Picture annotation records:
•••••
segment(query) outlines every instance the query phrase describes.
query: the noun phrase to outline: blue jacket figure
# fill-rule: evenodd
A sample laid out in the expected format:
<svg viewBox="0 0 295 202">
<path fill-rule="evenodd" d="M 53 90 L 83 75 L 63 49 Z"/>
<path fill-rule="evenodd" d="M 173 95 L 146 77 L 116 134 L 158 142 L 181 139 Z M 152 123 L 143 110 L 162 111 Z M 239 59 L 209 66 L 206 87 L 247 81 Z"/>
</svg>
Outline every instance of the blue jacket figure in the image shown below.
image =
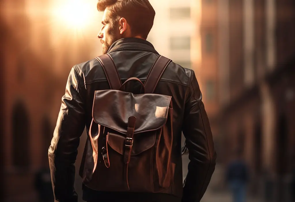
•••••
__Required work__
Rewrite the records above as a Markdown table with the columns Number and Record line, one row per non-blank line, numbered in order. Leave the pictures out.

__Solution to this exercise__
| Number | Record line |
|---|---|
| 1 | segment(query) outlines every instance the query phrase describes. |
| 2 | query: the noun phrase to outline: blue jacket figure |
| 3 | # fill-rule: evenodd |
| 4 | A sample laid out in the expected format: |
| 5 | <svg viewBox="0 0 295 202"> |
| 6 | <path fill-rule="evenodd" d="M 53 90 L 83 75 L 63 49 Z"/> |
| 7 | <path fill-rule="evenodd" d="M 173 95 L 146 77 L 116 134 L 158 142 L 181 139 Z M 152 123 L 143 110 L 162 111 Z M 239 59 L 209 66 L 206 87 L 247 81 Z"/> |
| 8 | </svg> |
| 9 | Outline every instance of the blue jacket figure in the image shown below. |
| 10 | image = |